# What to produce
Where a line in the material below has the string "tower", please report it.

# Data shown
▼▼▼

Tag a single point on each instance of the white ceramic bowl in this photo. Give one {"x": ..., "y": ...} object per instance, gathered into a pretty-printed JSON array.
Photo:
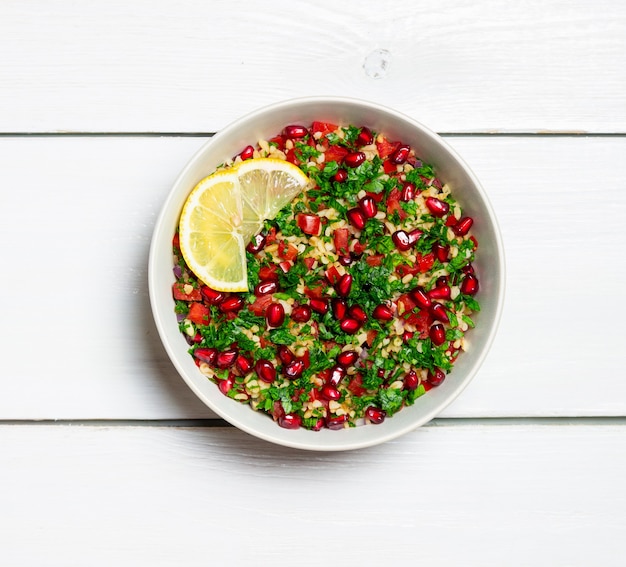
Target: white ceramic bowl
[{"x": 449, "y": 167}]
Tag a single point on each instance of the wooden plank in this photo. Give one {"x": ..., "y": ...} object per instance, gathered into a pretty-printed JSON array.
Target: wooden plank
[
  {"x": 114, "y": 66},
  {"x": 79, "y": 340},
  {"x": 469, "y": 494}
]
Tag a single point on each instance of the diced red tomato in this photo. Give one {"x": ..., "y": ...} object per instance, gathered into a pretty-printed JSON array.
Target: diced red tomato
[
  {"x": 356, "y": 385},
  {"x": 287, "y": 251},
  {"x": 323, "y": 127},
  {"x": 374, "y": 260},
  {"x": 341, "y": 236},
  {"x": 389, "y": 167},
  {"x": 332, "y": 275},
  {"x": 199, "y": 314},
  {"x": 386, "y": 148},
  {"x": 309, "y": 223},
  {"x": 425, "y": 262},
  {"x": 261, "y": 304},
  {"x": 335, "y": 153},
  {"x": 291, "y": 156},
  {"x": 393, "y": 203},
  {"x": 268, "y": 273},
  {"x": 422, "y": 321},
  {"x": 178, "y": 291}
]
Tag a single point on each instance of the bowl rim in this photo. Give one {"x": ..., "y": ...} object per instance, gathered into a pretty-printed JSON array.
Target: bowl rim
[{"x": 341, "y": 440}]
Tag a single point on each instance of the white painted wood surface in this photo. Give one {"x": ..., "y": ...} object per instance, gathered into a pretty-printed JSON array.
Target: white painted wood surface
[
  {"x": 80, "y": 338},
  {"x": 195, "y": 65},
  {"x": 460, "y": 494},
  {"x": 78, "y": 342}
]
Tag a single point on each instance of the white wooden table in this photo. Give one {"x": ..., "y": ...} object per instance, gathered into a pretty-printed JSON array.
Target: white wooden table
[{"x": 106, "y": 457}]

▲▲▲
▼▼▼

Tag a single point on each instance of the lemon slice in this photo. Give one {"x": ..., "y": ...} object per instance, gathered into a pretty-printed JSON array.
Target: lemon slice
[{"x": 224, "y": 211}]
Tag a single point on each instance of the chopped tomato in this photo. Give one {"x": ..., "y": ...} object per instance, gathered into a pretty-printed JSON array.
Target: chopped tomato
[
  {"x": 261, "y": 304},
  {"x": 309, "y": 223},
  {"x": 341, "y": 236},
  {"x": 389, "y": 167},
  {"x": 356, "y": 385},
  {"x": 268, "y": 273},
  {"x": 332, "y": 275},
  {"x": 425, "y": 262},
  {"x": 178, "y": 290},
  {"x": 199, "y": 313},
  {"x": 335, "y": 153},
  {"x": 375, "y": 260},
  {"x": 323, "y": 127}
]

▲▲▲
▼▼▼

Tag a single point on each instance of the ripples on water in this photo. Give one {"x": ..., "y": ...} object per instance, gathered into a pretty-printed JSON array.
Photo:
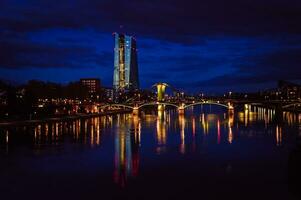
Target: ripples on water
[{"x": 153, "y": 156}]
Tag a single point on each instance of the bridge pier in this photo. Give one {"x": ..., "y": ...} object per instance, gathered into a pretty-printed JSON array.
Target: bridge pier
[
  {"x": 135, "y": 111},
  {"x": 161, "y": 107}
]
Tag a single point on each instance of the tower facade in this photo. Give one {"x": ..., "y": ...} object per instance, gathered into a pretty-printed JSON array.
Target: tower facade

▲▲▲

# Task result
Tag a single point on each instance of the tower facade in this photo. Give one {"x": ..., "y": ...} object per instance, gathered into a pretty-printed JSON array.
Target: tower facade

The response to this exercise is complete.